__Text passage__.
---+---
You are viewing a plain text version of this content. The canonical link for it is here.
Posted to j-dev@xerces.apache.org by "Stephen White (JIRA)" <xe...@xml.apache.org> on 2013/12/11 17:39:06 UTC

[jira] [Created] (XERCESJ-1622) CoreDocumentImpl.freeNodeListCache can be called multiple times and results in free list corruption

Stephen White created XERCESJ-1622:
--------------------------------------

             Summary: CoreDocumentImpl.freeNodeListCache can be called multiple times and results in free list corruption
                 Key: XERCESJ-1622
                 URL: https://issues.apache.org/jira/browse/XERCESJ-1622
             Project: Xerces2-J
          Issue Type: Bug
          Components: DOM (Level 3 Core)
---+---
__Set exercise__.
Decide whether each statement agrees with the bug report above, and answer yes or no, quoting the words from it that decide. 1. The issue was filed under the Xerces2-J project. 2. The issue type is given as an improvement. 3. The component named is DOM Level 2 Core.
---+---
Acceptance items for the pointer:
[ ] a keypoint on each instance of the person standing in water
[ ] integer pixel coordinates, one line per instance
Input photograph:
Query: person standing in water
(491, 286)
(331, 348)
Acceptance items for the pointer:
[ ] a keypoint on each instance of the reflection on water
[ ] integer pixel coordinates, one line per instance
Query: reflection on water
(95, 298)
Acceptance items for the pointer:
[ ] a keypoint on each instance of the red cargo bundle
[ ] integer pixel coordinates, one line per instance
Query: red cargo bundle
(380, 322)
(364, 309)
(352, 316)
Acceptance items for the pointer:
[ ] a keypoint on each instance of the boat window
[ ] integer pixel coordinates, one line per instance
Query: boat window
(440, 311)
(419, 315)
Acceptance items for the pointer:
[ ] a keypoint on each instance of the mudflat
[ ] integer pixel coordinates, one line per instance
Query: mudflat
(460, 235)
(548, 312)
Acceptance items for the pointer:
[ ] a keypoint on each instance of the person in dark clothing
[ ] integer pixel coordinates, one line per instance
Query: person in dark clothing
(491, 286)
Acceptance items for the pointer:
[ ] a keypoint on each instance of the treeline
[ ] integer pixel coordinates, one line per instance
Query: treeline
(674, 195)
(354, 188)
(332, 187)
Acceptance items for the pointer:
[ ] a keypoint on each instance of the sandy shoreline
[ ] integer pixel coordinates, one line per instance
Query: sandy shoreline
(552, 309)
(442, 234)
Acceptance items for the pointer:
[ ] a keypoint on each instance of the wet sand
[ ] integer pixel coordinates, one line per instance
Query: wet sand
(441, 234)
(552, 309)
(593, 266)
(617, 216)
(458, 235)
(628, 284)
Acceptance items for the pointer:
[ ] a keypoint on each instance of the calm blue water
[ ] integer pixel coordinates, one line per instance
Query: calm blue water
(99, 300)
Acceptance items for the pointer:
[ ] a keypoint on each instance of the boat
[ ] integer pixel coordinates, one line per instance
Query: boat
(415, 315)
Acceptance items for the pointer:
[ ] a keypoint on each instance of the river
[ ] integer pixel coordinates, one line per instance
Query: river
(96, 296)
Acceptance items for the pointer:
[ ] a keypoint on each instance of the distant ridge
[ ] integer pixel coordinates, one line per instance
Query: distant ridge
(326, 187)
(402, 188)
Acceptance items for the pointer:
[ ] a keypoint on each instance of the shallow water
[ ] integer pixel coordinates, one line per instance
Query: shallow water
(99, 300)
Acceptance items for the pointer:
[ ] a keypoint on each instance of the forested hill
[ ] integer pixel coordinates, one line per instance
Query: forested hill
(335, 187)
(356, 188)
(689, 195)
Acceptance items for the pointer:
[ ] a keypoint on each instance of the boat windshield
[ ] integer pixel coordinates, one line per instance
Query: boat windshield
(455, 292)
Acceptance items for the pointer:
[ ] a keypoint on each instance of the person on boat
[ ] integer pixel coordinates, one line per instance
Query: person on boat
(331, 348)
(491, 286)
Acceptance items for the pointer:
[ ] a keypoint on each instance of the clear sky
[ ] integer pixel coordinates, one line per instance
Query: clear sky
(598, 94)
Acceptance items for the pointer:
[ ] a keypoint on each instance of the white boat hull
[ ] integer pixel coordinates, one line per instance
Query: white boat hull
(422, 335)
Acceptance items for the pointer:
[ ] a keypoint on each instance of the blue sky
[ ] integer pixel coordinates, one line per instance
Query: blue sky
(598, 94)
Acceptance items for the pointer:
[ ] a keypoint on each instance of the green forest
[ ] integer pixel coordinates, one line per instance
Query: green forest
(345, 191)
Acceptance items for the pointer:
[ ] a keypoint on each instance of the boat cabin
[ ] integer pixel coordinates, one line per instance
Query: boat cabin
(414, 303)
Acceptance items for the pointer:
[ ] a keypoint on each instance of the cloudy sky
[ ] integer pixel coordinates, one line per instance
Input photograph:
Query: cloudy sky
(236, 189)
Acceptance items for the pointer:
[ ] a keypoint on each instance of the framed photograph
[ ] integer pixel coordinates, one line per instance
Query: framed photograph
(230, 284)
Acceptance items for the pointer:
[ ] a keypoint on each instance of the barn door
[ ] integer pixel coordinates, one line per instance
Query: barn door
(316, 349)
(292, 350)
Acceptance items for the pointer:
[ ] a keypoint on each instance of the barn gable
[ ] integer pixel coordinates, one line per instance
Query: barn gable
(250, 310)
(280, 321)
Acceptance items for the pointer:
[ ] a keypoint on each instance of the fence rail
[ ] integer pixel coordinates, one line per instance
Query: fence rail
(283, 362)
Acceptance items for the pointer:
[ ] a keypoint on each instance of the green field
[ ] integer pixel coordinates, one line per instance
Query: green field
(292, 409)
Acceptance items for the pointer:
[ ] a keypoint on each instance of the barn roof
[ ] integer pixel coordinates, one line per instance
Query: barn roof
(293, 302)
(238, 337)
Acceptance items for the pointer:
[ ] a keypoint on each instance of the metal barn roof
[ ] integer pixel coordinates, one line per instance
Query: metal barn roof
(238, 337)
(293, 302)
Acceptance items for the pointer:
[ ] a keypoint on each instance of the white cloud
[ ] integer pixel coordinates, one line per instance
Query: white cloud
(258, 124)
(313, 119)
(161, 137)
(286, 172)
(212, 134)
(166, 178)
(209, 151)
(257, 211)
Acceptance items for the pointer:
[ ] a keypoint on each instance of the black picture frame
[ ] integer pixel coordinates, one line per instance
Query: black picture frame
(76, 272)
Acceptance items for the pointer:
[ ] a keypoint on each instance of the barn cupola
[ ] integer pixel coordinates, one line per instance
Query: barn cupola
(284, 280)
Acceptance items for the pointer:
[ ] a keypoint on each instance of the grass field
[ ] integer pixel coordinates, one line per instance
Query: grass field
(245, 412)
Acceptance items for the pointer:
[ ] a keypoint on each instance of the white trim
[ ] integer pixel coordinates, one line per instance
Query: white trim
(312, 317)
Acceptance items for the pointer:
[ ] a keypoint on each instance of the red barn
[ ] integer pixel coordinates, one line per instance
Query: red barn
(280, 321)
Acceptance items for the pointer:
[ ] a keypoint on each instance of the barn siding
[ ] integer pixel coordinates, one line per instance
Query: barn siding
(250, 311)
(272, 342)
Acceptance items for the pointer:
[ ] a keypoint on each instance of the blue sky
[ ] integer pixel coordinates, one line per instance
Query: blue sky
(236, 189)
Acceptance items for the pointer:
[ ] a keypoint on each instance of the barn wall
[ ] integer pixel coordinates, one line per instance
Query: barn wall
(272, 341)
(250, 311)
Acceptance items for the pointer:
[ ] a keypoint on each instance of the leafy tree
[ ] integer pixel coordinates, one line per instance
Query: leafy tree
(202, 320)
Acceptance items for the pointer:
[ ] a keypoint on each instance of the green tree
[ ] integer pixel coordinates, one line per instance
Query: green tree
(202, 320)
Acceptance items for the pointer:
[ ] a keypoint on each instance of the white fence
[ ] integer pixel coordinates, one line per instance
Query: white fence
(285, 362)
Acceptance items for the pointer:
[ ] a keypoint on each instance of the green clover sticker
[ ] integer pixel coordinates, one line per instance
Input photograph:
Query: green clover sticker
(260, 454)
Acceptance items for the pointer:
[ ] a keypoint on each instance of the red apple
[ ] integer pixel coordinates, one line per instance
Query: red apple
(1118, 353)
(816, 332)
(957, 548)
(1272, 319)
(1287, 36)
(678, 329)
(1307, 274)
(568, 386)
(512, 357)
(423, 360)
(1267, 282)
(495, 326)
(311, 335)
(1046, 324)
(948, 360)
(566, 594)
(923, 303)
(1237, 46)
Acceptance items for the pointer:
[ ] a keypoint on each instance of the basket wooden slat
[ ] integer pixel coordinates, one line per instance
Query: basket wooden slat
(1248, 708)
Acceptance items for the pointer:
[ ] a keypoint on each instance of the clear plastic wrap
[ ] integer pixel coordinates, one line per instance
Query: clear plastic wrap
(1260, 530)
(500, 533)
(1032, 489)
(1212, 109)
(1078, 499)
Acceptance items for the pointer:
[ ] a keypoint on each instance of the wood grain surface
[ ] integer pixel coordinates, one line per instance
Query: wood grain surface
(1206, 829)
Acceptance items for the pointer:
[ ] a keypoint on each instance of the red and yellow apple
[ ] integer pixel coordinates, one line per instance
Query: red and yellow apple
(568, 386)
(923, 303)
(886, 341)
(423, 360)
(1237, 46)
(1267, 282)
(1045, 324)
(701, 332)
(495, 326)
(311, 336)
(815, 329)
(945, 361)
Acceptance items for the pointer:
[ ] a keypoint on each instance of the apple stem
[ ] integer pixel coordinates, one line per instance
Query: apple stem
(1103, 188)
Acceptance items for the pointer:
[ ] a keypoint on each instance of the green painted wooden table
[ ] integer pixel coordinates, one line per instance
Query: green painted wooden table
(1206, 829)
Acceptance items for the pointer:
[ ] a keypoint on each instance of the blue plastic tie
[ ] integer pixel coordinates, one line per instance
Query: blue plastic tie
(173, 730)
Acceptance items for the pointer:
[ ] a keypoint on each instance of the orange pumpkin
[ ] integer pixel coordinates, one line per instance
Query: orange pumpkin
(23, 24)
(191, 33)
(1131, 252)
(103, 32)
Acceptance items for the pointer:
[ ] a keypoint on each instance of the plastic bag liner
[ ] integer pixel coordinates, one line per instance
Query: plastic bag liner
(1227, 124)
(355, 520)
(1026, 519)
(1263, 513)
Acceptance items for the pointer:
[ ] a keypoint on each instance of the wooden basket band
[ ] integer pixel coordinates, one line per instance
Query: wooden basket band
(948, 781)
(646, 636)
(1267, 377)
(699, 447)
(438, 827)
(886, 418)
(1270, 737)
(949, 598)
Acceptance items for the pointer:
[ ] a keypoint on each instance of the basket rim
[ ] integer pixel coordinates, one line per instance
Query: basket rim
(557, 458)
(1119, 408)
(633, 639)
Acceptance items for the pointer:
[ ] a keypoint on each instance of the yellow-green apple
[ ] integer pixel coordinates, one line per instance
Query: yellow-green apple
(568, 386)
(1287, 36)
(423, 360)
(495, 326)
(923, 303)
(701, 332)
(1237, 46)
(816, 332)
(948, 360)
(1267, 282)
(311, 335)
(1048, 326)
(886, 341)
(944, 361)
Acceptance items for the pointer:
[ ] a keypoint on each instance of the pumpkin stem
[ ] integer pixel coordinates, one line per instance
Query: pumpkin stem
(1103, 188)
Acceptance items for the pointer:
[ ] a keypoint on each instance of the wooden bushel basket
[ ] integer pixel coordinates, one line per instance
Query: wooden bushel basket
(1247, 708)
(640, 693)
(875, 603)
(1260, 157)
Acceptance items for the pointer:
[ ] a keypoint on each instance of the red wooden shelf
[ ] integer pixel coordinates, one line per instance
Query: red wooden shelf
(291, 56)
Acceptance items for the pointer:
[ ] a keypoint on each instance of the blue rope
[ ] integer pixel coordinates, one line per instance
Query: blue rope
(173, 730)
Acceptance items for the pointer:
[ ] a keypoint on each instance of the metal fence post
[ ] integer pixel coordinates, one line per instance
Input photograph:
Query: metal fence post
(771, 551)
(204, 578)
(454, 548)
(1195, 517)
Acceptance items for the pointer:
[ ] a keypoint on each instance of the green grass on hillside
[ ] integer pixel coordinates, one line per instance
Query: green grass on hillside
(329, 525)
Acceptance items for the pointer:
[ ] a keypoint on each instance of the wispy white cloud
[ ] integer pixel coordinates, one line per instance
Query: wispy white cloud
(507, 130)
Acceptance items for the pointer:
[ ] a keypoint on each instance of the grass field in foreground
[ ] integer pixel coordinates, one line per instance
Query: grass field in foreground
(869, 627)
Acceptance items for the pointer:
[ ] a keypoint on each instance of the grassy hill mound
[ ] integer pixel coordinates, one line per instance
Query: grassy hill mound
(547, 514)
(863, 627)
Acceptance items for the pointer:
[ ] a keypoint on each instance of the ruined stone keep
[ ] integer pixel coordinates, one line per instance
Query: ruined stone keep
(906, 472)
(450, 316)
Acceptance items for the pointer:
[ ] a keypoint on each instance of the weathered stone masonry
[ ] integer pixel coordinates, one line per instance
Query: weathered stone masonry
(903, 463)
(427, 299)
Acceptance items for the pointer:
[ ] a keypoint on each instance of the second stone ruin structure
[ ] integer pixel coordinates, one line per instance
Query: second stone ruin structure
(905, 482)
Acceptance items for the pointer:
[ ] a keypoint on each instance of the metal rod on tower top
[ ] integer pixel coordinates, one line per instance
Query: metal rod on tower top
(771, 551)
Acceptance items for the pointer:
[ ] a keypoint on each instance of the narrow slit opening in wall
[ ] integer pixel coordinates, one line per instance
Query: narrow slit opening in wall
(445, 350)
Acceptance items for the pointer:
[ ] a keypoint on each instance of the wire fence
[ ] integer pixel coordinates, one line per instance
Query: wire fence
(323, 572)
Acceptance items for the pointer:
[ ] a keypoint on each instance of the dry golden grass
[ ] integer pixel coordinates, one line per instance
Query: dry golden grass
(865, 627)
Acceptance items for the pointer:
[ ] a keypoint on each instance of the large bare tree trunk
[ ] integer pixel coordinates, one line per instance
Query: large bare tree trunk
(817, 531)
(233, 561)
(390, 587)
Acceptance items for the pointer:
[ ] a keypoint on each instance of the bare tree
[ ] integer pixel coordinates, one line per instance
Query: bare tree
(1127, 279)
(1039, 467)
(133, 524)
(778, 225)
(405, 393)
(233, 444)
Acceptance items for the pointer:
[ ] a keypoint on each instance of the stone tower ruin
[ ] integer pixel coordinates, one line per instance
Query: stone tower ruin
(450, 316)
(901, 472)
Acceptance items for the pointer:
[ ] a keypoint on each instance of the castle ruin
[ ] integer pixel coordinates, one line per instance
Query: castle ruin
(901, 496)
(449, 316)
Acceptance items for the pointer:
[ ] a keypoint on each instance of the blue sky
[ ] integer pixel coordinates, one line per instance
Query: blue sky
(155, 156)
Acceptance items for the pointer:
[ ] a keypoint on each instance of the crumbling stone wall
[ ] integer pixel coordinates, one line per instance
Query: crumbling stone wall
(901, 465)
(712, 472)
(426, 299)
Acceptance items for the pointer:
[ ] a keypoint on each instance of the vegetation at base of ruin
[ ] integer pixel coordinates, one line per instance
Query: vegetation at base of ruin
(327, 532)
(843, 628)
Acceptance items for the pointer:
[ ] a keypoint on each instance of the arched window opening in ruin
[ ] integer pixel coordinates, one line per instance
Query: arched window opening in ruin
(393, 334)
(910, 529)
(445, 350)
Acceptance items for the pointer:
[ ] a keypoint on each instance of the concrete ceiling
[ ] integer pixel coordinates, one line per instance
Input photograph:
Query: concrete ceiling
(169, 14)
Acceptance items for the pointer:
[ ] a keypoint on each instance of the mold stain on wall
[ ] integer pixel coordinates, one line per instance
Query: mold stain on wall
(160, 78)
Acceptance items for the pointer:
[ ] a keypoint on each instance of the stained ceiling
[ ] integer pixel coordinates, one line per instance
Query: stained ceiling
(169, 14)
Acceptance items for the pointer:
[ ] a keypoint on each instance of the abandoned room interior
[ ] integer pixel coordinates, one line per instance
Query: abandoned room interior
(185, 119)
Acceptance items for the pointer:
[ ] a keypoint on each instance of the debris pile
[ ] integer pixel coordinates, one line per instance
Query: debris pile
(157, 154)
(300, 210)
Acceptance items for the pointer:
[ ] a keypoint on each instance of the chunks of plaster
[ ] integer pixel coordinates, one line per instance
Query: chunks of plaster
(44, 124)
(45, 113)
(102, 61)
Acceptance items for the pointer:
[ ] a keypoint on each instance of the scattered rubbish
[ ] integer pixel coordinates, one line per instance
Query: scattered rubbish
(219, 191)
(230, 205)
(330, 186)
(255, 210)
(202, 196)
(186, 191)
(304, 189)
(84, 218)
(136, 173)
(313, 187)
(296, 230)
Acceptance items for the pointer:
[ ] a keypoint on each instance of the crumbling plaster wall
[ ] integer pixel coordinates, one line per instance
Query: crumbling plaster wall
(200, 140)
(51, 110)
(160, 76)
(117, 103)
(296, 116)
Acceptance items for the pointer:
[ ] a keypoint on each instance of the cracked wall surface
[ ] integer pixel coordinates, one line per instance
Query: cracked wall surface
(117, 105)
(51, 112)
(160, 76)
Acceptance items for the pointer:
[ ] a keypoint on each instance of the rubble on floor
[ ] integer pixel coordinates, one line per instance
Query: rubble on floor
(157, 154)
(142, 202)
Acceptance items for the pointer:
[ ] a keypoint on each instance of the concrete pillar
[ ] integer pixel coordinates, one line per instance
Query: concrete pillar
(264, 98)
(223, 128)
---+---
__Expected answer__.
1. Yes: "Project: Xerces2-J"
2. No: "Issue Type: Bug"
3. No: "Components: DOM (Level 3 Core)"